Le film prodige (je ne dis pas prodigieux) aux quatorze nominations pour les Oscars 2017, de ce réalisateur prodige (Damien Chazelle a écrit le scénario de cette comédie musicale alors qu’il n’avait que vingt-cinq ans, âge où Orson Welles réalisait Citizen Kane) est auto-interprété comme une histoire d’amour aujourd’hui. En fait, ne serait-ce pas une fausse interprétation de l’amour ?

 

  1. Voici ce qu’affirme le vidéaste : « Beaucoup de choses peuvent se produire après le ‘ils vécurent heureux et eurent beaucoup d’enfants’ [A lot of things can happen after ‘happily ever after.’]. […] L’idée était de reprendre la vieille comédie musicale, mais en l’ancrant dans la vie réelle où les choses ne se passent pas toujours exactement comme prévu [1] ». Ce prétendu réalisme n’est-il pas plutôt cynisme ou du moins pessimisme ?

J’en veux pour preuve la toute dernière image qui montre le chagrin de la si expressive Emma Stone (on ne saurait en dire autant de Ryan Gosling…). Certes, tout le monde s’appesantit sur le sourire final : Sebastian et Mia ont tous les deux réalisé leur rêve, n’est-ce pas là le plus important ? C’est oublier que ce sourire émerge sur fond d’une abyssale tristesse et de l’impression d’un véritable gâchis. D’ailleurs, n’est-ce pas ce doux-amer sentiment nostalgique (avec sa belle étymologie, « douleur du passé ») qui accompagne le spectateur au sortir du cinéma ?

Allons plus loin. Si, au terme, le cinéaste s’offre le luxe de cette longue scène onirique à la Un Américain à Paris (Vincente Minnelli, 1952), c’est bien pour nous faire ressentir-pressentir ce qu’aurait pu être le grand amour, et, plus encore, nous le faire croire. Il sait donc bien que le retour au présent brise ce rêve et, avec lui, le cœur de ces modernes Roméo et Juliette.

Exercices:
1/ D'après l'extrait du document, à quel âge Damien Chazelle a-t-il écrit le scénario de cette comédie musicale ?
2/ Relevez tous les cinéastes et acteurs réels nommés dans l'extrait du document, sans compter les personnages de fiction.

Données présentées:
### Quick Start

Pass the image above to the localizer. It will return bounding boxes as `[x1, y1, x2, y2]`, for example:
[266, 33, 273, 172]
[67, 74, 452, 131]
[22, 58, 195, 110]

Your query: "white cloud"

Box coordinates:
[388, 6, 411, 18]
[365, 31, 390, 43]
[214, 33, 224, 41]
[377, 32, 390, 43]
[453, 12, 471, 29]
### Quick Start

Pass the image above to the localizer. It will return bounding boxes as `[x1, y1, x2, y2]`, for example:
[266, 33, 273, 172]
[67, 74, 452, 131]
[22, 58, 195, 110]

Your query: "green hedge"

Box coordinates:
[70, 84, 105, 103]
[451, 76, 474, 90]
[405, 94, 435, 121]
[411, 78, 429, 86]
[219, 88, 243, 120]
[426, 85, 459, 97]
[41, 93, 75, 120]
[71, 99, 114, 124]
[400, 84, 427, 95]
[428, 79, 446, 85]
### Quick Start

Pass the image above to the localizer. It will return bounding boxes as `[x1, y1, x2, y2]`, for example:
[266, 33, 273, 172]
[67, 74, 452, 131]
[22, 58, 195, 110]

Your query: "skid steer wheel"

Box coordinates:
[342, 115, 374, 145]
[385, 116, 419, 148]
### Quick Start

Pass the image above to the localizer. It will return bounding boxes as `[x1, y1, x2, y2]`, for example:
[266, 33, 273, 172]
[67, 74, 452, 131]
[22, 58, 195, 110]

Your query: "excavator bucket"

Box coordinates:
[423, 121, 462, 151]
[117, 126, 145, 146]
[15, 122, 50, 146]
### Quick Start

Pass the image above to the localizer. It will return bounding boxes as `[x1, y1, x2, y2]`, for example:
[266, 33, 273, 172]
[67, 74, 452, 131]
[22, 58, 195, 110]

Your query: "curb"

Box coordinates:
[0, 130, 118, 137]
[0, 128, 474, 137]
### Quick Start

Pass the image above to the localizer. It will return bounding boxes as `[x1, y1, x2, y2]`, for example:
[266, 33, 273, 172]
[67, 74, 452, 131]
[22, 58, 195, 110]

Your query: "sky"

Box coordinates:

Corrigé:
1/ À vingt-cinq ans.

2/ Damien Chazelle, Orson Welles, Emma Stone, Ryan Gosling, Vincente Minnelli